Reproduce the passage of the Stefan Bajic article between "Bajic joined Saint-Étienne" and "2020 Summer Olympics.", inclusive.

*** Excerpt provided

Stefan Bajic (; born 23 December 2001) is a French professional footballer who plays as goalkeeper for  club Valenciennes, on loan from EFL Championship club Bristol City.

Bajic joined Saint-Étienne at age six, and over the years has climbed through the club's U17, U19 and reserve teams, breaking into the first team at age 18. He has represented France internationally at youth level, from the under-16s to the under-21s, as well as the Olympic team at the 2020 Summer Olympics.

Early life
Bajic was born on 23 December 2001, in Saint-Étienne, France, and is of Serbian descent.

Club career

Saint-Étienne

Youth system
Bajic first joined Saint-Étienne at age six, gradually progressing through the club's youth teams, before finding himself at the under-17 level. His performances in the Championnat National U17 earned him his first international call-up for the France national under-16 football team.

******
*** Material shown

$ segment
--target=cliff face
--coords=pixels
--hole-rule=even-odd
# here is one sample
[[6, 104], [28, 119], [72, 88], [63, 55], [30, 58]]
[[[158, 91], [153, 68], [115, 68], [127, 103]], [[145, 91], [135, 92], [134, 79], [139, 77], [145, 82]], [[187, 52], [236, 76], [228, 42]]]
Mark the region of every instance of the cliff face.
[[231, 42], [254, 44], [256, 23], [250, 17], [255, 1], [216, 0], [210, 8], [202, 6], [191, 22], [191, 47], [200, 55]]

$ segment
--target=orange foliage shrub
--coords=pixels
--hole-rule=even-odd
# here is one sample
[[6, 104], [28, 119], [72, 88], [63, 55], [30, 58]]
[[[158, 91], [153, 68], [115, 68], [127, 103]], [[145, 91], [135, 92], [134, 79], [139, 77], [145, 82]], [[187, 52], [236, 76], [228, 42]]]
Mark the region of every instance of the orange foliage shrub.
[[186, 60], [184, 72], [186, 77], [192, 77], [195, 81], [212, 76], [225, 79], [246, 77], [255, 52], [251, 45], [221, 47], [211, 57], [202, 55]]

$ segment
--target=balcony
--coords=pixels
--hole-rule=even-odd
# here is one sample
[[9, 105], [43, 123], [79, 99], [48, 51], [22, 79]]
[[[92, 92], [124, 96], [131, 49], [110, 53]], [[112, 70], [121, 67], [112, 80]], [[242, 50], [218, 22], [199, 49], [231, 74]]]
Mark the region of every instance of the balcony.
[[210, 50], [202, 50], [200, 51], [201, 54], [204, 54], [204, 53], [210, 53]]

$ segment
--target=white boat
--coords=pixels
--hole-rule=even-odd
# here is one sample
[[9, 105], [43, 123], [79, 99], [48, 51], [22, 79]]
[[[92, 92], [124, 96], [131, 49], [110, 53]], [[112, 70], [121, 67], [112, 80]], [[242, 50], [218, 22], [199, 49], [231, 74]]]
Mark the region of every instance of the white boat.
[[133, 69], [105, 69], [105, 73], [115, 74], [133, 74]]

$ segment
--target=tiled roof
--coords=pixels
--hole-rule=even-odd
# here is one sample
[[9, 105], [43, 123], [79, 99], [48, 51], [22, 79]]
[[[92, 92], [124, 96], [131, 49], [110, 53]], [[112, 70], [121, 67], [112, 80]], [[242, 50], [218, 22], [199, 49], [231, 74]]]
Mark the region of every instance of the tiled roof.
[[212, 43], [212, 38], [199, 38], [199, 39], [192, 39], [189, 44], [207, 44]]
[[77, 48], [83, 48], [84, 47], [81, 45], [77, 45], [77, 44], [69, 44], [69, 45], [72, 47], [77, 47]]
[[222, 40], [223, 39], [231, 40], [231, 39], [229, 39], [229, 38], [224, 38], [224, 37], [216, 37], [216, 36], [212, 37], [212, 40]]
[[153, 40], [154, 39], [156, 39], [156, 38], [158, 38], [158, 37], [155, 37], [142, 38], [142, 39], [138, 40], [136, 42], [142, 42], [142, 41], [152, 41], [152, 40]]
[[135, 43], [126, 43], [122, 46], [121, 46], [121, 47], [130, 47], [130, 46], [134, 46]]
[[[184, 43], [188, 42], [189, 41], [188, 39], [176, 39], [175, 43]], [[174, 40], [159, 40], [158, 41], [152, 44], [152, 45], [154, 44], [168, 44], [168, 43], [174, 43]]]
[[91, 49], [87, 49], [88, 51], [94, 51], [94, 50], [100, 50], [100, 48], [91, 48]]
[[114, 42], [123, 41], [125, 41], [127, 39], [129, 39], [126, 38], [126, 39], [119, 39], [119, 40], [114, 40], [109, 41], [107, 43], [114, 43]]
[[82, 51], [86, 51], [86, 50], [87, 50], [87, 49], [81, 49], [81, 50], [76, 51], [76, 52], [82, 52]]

******

_Written reply_:
Bajic joined Saint-Étienne at age six, and over the years has climbed through the club's U17, U19 and reserve teams, breaking into the first team at age 18. He has represented France internationally at youth level, from the under-16s to the under-21s, as well as the Olympic team at the 2020 Summer Olympics.